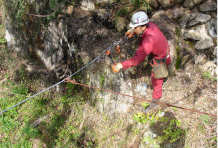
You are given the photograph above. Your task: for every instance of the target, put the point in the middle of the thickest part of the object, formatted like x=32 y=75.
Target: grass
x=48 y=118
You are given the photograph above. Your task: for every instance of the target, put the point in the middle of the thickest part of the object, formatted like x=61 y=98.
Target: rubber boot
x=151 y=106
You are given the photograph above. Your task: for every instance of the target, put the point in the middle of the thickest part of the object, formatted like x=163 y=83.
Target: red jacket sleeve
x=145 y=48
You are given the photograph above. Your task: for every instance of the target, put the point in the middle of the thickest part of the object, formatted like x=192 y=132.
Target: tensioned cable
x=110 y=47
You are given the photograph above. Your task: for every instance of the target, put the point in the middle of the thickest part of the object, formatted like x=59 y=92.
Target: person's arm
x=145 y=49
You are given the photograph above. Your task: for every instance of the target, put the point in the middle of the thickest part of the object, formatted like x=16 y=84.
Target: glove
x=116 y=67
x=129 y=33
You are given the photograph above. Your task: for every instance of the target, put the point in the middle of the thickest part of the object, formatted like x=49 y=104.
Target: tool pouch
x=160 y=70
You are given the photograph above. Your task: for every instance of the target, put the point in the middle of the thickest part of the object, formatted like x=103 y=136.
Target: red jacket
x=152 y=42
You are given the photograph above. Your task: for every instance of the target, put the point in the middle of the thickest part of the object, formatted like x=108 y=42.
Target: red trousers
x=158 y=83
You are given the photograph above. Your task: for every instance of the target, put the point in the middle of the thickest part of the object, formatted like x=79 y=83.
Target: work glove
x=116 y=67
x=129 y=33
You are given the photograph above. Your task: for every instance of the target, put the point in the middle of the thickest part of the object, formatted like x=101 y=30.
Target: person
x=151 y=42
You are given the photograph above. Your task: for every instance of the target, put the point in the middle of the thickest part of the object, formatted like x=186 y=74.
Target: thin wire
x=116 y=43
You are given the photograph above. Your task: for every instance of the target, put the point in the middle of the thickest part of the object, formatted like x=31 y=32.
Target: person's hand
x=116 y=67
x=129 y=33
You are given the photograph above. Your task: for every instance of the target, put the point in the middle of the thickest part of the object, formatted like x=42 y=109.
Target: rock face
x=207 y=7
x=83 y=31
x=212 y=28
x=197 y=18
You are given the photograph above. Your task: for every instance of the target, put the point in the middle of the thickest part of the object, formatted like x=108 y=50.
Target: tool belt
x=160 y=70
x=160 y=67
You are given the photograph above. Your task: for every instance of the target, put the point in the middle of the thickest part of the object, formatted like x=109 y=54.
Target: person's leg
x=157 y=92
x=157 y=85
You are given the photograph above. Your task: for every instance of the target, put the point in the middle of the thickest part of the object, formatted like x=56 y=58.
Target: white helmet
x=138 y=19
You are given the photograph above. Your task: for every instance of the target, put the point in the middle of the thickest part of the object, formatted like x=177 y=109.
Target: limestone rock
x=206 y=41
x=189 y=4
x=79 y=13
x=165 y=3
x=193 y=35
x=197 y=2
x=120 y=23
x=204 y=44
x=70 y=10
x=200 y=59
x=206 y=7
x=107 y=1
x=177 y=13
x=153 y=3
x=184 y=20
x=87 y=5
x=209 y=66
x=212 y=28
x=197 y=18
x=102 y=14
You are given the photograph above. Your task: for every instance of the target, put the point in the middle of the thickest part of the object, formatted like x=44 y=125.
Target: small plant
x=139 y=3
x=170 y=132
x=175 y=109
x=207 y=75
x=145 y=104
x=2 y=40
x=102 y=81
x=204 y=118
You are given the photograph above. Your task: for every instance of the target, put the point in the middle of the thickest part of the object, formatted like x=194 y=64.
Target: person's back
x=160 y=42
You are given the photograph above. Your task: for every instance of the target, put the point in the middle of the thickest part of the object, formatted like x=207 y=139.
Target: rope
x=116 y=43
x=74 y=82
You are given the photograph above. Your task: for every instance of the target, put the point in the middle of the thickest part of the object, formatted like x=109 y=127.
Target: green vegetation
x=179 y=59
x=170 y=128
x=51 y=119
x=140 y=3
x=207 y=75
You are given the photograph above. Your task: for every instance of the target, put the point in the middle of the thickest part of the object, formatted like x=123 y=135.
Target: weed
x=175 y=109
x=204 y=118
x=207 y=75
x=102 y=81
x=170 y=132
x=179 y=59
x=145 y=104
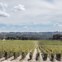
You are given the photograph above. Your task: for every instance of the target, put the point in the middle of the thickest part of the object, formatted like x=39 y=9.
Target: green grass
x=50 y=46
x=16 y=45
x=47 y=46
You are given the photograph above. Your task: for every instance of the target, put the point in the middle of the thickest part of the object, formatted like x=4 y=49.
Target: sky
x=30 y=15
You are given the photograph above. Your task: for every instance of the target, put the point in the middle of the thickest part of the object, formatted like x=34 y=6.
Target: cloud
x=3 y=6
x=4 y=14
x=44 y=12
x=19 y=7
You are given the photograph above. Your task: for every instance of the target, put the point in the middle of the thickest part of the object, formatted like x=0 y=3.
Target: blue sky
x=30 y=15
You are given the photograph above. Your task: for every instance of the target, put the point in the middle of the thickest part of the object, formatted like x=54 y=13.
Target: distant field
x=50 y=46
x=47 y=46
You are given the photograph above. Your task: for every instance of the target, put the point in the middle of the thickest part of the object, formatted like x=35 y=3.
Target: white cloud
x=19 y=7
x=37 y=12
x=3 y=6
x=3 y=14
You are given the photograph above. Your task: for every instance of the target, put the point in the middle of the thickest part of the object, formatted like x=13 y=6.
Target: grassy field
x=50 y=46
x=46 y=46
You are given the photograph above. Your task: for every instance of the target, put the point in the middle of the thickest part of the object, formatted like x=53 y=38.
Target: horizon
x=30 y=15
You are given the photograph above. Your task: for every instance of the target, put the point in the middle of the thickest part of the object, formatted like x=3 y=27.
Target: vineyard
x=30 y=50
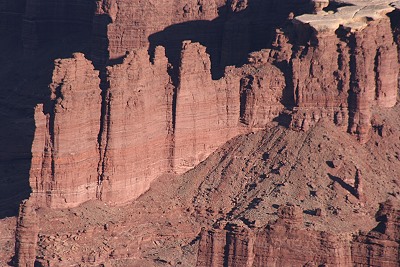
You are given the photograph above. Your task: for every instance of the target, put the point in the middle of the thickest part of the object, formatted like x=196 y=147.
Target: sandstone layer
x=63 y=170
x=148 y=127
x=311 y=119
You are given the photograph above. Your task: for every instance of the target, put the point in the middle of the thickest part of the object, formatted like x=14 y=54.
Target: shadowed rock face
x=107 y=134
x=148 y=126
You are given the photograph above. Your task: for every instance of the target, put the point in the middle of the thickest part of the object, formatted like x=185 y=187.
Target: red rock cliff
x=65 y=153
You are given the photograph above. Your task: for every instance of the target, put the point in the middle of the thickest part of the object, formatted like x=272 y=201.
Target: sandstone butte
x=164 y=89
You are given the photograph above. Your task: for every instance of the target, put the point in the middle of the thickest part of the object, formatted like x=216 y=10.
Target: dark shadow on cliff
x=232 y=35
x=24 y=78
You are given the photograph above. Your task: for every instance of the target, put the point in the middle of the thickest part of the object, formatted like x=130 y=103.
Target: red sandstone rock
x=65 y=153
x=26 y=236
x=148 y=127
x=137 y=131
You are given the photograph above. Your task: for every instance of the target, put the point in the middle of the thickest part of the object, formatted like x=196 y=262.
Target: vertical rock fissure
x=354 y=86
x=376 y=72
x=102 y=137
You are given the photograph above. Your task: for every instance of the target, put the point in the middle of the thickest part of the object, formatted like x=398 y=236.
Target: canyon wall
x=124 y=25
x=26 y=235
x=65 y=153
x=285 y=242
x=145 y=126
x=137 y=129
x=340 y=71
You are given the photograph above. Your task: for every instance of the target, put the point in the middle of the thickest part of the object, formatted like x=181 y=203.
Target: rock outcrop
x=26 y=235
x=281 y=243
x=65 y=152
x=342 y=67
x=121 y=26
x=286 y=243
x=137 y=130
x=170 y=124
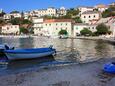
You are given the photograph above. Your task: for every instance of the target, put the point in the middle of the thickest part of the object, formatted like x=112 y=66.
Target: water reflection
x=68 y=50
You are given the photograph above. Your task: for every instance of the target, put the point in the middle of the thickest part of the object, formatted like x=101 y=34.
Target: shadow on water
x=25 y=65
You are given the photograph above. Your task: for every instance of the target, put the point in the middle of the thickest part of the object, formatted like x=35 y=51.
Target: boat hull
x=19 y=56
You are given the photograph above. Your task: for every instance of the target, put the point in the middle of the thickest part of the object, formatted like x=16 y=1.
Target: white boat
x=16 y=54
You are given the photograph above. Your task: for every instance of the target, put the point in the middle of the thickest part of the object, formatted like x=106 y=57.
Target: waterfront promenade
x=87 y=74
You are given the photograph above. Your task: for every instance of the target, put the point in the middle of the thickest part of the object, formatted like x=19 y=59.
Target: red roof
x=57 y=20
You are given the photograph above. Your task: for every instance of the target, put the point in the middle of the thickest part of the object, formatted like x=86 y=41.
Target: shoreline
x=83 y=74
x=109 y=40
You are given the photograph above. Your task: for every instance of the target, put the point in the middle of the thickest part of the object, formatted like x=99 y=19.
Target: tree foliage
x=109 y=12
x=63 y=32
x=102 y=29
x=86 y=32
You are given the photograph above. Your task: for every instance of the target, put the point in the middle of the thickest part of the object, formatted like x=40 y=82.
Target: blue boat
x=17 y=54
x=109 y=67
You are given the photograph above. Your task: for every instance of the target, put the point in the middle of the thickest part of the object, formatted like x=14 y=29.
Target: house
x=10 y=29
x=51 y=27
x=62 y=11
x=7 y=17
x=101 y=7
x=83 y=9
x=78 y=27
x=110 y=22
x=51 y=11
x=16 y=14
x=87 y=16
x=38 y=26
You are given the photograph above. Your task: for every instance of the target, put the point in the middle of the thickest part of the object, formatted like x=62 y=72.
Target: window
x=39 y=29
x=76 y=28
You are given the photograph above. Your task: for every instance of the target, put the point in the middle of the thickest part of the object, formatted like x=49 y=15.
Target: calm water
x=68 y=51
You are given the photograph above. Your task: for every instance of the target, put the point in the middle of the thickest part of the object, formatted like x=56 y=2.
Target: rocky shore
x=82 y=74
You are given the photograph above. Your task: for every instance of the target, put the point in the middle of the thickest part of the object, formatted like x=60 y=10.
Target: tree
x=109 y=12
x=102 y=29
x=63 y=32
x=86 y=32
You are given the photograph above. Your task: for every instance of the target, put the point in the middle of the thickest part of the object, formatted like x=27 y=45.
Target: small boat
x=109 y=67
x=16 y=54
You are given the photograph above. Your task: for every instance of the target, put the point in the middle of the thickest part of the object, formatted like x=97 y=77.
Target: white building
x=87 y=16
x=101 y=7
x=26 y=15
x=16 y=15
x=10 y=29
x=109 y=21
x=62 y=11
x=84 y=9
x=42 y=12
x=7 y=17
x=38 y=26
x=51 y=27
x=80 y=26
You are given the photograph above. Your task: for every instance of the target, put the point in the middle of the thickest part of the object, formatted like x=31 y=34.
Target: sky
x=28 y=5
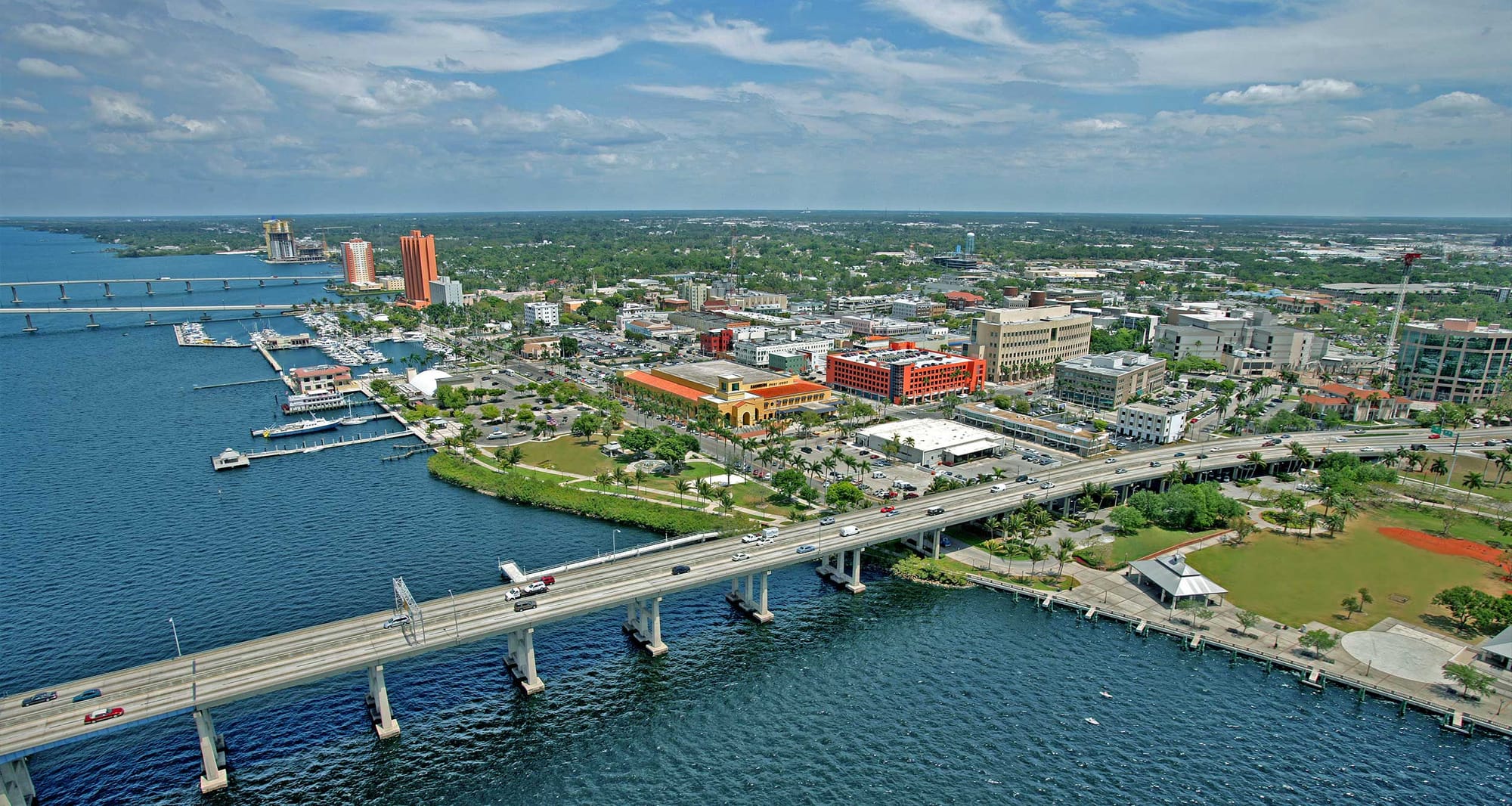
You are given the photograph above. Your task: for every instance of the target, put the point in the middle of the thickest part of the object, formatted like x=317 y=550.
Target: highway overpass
****
◆ TASK GOAL
Reproduce the data line for line, starting at the line that contains "like x=185 y=187." and stopping after the line that contains "x=170 y=124".

◆ EXERCISE OUTPUT
You are given the photograph above. Your task: for every instance of the target, put the point in the middle of the thickest part of the object, formatted like x=185 y=187.
Target: red rock cliff
x=65 y=153
You are given the photograph above. Your task: for every instance of the target, put the point in the middle of the thickest part of the object, formatted like x=272 y=201.
Target: sandstone butte
x=164 y=89
You are given the photograph above. Your task: for every instance of the target, put the point in the middle of the thickest part of the object, formatted like x=216 y=10.
Target: dark shadow on cliff
x=232 y=35
x=24 y=78
You are given the photograph above. Your task: for every instance of the target, put the point in the middle of the thickest part of the object, formatted like x=130 y=103.
Target: red sandstone rock
x=65 y=153
x=26 y=236
x=148 y=127
x=137 y=131
You are given the photograph above. Your task: for every instance of the target, put the point in the middle of the thickest part of the object, formatted like x=196 y=262.
Target: vertical rock fissure
x=354 y=86
x=376 y=72
x=102 y=137
You are given the photograph above. Your task: for every instance of the target, put the point in the middle of the thickest part of the object, formatted like x=398 y=236.
Target: canyon wall
x=124 y=25
x=26 y=235
x=65 y=153
x=285 y=242
x=145 y=126
x=137 y=129
x=340 y=71
You are given the photograph above. Your task: for every instance of the target, put the point in the middle of the thickest part of the object, formatted like x=181 y=203.
Target: rock outcrop
x=26 y=235
x=281 y=243
x=65 y=152
x=342 y=67
x=121 y=26
x=286 y=243
x=137 y=130
x=170 y=124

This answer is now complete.